● Coordinate labeling data:

*****

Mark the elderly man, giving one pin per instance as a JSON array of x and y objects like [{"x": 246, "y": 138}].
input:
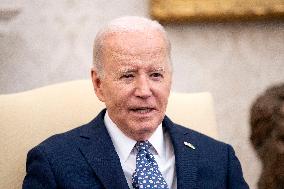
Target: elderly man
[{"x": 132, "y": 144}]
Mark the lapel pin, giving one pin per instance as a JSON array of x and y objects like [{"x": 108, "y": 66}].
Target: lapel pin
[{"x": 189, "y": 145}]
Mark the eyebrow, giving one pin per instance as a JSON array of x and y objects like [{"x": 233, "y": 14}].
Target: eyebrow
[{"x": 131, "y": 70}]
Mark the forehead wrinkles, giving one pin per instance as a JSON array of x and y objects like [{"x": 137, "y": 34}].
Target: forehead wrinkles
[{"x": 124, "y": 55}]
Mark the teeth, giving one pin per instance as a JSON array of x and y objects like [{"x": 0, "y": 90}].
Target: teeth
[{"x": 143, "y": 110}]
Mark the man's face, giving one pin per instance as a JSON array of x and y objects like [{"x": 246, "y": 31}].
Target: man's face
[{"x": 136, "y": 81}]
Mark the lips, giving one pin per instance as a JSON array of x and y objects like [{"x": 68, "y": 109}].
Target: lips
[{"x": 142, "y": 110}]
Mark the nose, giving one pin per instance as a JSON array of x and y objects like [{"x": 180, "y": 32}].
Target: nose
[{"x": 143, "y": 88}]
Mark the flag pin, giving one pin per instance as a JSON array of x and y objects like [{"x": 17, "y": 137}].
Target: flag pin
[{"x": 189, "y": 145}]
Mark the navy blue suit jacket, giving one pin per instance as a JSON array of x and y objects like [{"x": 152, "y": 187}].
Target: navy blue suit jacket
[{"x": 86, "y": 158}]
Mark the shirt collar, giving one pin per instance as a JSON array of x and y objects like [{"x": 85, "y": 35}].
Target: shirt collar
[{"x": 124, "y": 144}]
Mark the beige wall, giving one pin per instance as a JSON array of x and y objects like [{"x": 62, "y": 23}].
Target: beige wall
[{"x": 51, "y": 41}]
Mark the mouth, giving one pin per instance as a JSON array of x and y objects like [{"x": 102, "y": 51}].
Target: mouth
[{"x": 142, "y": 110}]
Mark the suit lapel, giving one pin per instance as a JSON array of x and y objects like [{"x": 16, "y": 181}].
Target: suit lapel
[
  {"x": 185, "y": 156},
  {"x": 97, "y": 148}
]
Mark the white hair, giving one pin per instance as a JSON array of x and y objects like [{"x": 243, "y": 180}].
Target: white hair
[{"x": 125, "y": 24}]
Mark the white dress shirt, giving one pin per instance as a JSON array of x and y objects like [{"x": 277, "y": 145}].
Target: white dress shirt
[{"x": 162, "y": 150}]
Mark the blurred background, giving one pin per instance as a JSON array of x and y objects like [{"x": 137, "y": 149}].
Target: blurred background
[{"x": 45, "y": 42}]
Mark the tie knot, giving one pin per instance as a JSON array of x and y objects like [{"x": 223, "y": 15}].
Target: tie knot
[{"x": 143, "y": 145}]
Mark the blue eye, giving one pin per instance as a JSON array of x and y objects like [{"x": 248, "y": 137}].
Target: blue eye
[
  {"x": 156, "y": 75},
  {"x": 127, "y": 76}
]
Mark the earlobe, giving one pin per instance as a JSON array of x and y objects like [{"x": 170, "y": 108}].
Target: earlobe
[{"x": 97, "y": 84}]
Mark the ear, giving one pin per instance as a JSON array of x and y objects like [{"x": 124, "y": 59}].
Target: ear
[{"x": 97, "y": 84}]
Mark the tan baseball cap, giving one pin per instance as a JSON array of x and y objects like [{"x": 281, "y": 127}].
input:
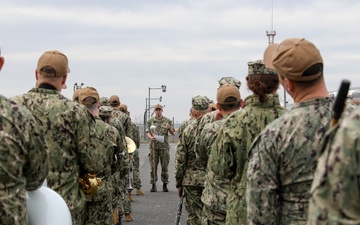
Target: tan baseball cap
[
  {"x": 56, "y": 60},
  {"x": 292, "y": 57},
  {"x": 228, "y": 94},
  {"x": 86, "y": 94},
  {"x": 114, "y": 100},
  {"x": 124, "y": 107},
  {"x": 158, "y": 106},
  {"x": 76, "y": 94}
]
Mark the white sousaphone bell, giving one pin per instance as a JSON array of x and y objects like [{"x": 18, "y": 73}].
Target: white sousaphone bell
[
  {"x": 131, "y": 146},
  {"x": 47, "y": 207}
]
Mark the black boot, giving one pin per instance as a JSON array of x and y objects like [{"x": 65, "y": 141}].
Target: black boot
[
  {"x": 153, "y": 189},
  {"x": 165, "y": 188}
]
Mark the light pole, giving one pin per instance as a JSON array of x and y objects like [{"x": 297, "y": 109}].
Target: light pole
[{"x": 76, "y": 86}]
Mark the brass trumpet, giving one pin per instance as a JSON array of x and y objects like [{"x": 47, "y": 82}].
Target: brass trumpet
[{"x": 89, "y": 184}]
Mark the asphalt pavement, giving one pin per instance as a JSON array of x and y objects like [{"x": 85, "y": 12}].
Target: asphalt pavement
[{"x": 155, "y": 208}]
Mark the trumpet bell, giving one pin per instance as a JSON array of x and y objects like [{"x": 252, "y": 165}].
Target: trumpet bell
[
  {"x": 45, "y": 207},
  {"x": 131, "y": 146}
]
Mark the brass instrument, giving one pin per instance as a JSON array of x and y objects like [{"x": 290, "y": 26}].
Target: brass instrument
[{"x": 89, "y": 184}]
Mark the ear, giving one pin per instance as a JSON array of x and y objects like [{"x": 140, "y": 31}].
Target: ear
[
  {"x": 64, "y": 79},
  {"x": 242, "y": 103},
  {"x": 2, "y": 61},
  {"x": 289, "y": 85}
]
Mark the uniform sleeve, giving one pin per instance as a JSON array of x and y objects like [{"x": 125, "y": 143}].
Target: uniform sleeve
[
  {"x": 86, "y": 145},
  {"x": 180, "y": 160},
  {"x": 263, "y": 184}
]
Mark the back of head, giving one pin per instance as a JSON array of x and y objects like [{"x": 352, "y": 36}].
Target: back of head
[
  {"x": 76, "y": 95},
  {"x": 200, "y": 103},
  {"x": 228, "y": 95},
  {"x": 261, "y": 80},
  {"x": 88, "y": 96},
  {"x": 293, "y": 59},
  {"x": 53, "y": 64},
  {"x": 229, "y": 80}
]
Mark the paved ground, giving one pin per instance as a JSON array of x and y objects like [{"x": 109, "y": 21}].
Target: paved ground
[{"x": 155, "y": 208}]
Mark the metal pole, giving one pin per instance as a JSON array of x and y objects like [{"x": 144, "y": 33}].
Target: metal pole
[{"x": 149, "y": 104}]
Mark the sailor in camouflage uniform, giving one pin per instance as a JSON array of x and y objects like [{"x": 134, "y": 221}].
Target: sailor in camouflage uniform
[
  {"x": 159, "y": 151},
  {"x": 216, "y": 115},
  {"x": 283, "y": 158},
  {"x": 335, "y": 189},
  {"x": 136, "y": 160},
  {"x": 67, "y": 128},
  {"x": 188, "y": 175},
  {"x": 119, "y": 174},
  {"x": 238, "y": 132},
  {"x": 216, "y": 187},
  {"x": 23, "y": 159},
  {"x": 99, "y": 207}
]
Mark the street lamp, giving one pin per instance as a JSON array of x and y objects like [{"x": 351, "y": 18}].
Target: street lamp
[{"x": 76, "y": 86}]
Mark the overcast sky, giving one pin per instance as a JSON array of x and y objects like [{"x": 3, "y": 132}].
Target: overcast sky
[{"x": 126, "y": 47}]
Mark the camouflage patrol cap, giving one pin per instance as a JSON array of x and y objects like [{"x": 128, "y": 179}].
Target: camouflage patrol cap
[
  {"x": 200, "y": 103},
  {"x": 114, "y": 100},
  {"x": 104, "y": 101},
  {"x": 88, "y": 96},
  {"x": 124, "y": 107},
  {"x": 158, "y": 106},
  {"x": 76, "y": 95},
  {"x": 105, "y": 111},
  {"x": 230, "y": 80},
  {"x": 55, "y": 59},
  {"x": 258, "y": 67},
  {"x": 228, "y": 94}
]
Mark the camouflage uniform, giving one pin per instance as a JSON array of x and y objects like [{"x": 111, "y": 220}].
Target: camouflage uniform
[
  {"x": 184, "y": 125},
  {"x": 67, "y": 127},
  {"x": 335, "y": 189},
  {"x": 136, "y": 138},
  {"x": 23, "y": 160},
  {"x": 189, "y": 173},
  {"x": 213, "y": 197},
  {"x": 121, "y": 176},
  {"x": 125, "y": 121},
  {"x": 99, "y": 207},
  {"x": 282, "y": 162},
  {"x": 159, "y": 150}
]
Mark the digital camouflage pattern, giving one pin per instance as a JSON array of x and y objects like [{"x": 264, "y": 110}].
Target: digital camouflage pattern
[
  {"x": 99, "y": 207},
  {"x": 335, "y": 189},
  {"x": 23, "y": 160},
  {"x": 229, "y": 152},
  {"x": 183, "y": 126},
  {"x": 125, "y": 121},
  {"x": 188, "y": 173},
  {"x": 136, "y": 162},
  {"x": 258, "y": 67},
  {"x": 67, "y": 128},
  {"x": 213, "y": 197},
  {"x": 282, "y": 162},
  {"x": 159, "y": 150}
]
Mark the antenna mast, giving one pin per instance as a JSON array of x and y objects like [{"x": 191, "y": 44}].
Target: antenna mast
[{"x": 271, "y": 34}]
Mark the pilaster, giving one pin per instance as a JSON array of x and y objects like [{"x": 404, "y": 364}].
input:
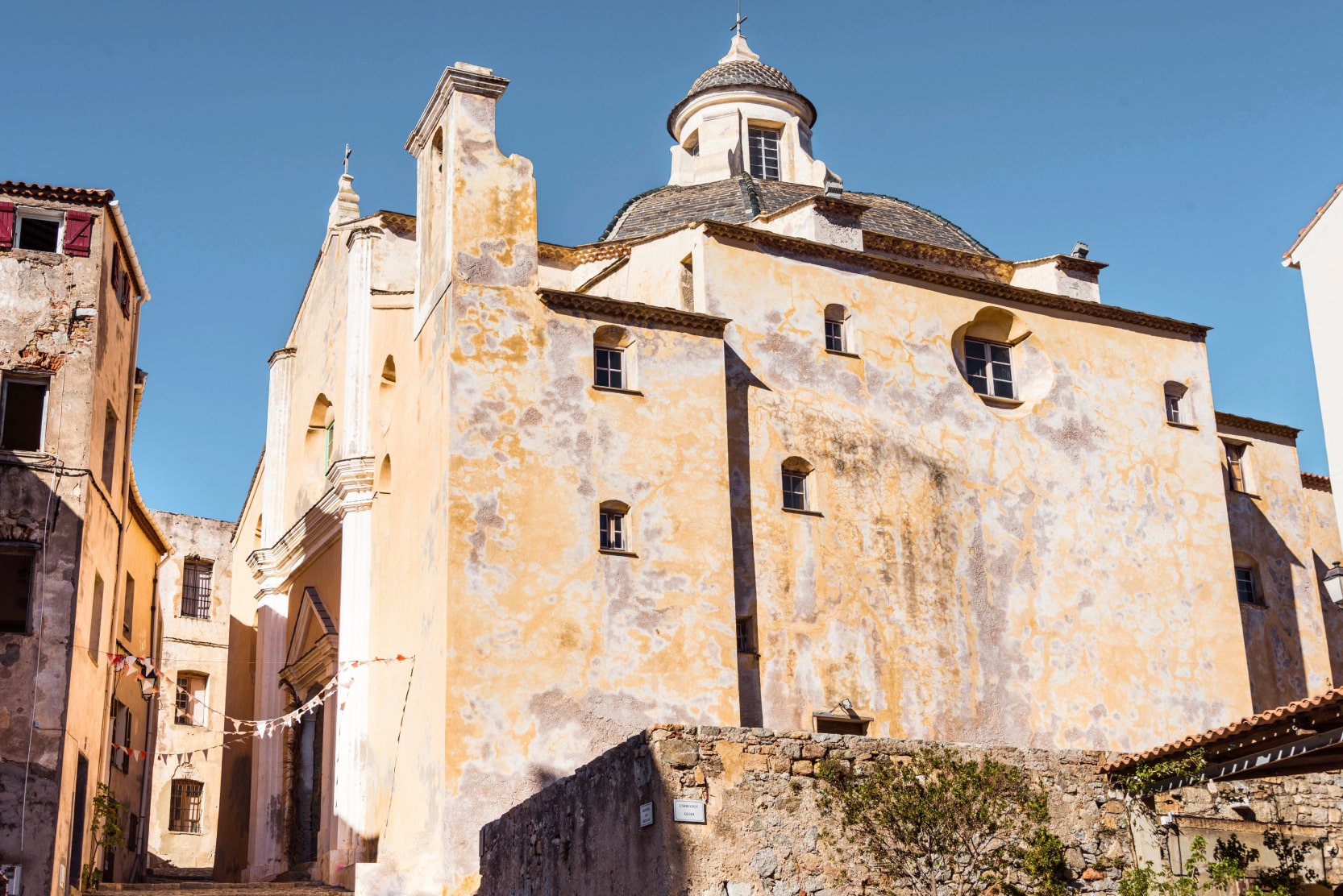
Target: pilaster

*****

● What is required: Beginning with the line that holds "Mark the antenna", output each line to the end of the material above, exactly, omitting the pictures.

● Finished answer:
Mark the antenna mast, giving one pin per instance as a JSON array of x and y objects like [{"x": 191, "y": 44}].
Target: antenna mast
[{"x": 271, "y": 34}]
Mark the pilaster, giving one pin per instance as a JSON array of x and y objects like [{"x": 404, "y": 364}].
input:
Target: pilaster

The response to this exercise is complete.